[Segmentation mask data]
--------------------------------------------------
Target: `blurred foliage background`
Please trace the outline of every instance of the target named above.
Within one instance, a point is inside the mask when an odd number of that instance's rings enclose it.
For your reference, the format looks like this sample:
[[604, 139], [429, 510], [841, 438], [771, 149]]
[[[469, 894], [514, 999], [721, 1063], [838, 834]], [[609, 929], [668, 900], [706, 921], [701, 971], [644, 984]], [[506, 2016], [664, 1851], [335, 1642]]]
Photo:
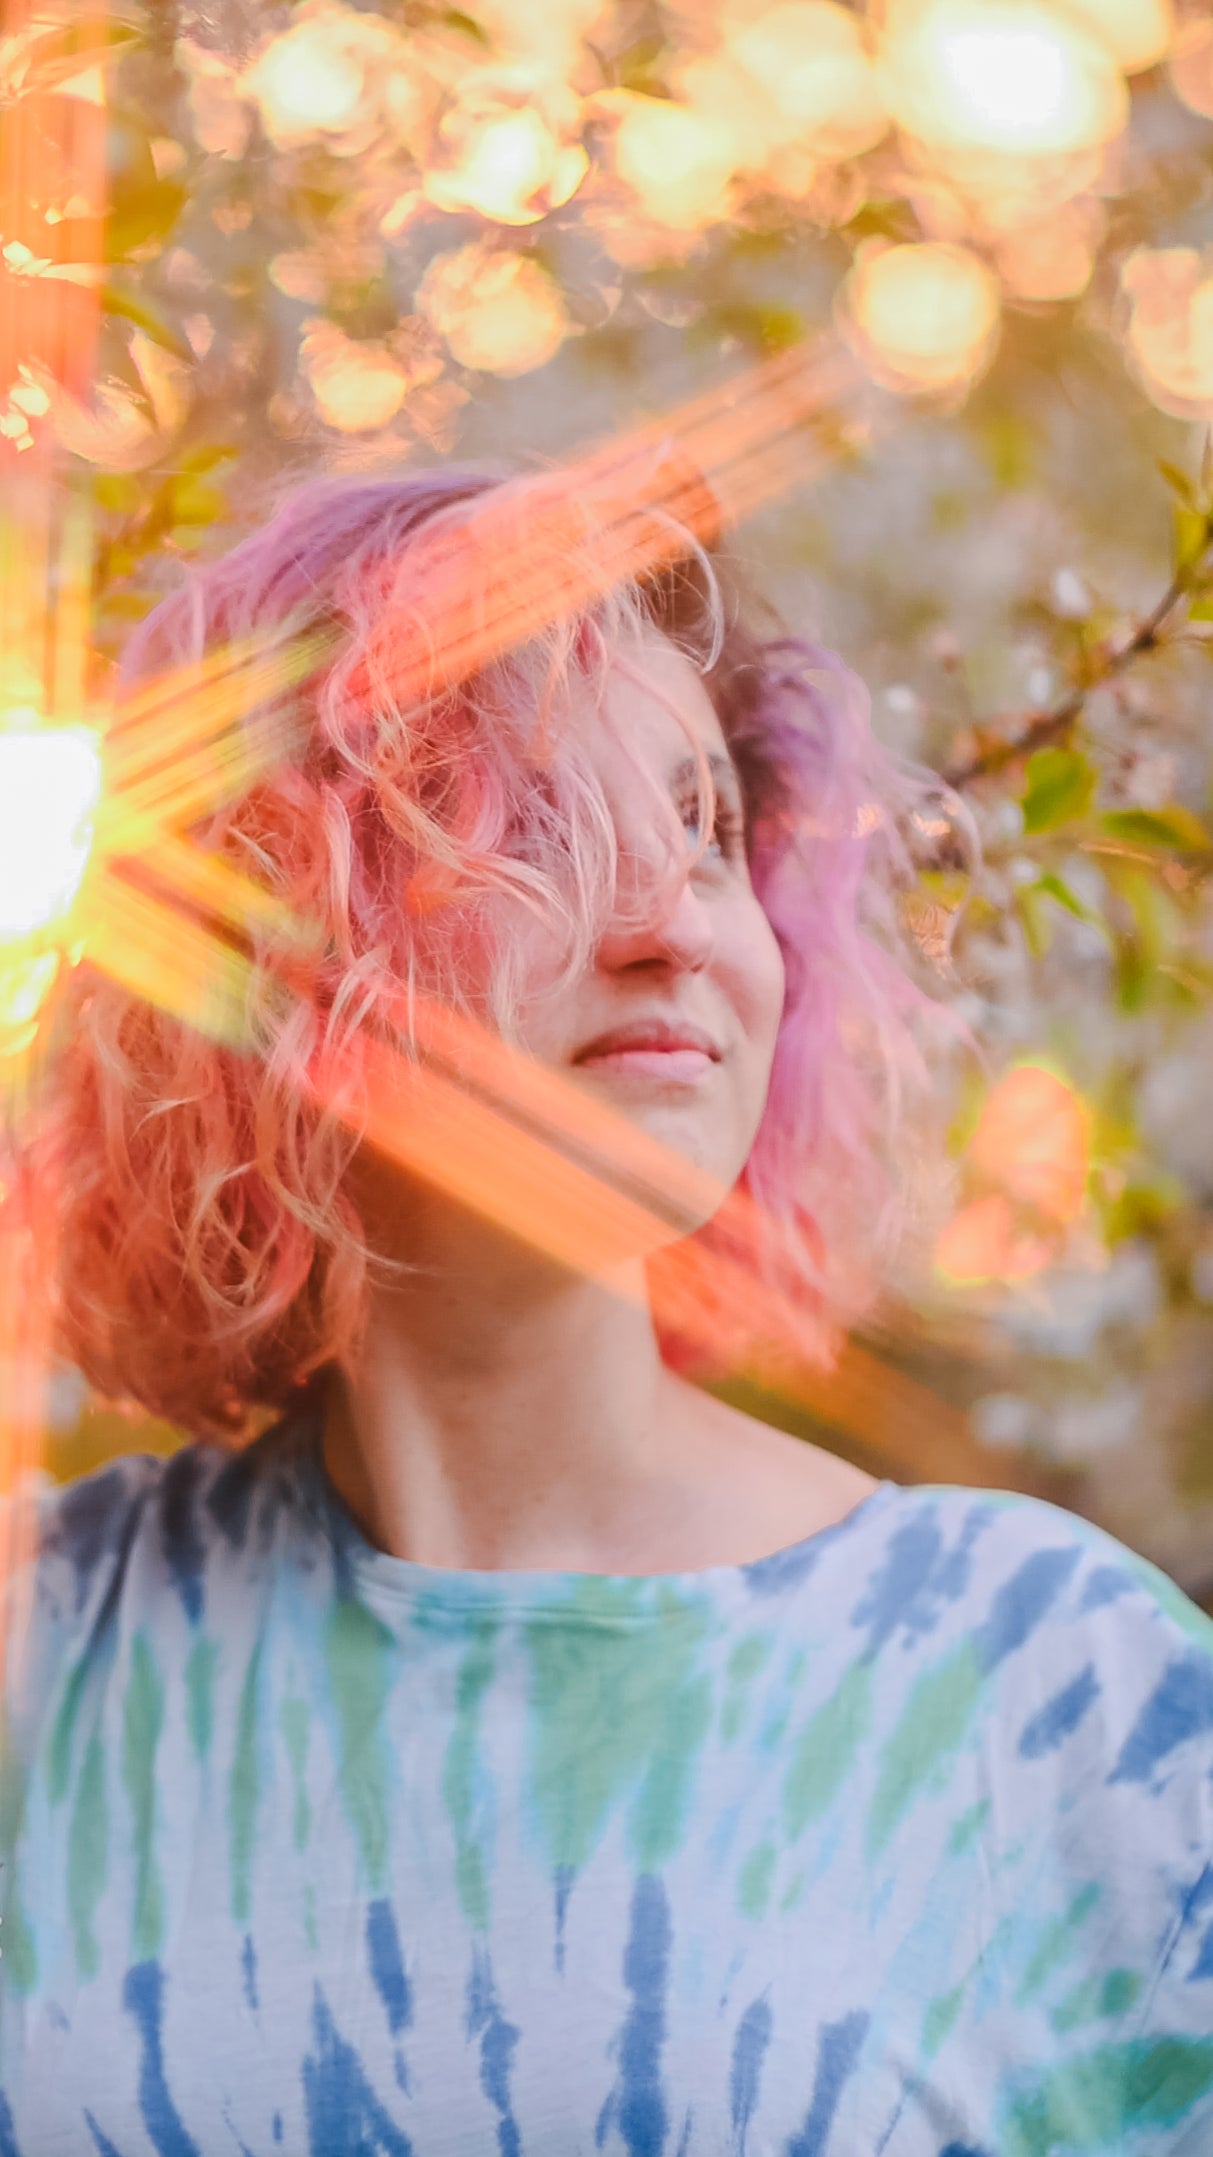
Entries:
[[[963, 1413], [975, 1480], [1213, 1596], [1210, 10], [42, 7], [0, 132], [60, 140], [64, 99], [105, 203], [48, 153], [0, 278], [28, 324], [103, 215], [100, 364], [27, 335], [0, 436], [53, 429], [87, 489], [103, 664], [293, 477], [534, 465], [857, 356], [832, 463], [735, 552], [951, 789], [907, 919], [981, 1054], [951, 1219], [867, 1345]], [[172, 1442], [70, 1372], [52, 1420], [58, 1473]], [[938, 1475], [929, 1418], [834, 1436]]]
--------------------------------------------------
WHAT YOU HAVE TO DO:
Look above for every line with the word "instance" and copy it.

WRITTEN SOLUTION:
Please trace the outline of every instance of the target named above.
Within one instance, a point is inside the mask when an odd number of that instance's rings enclose it.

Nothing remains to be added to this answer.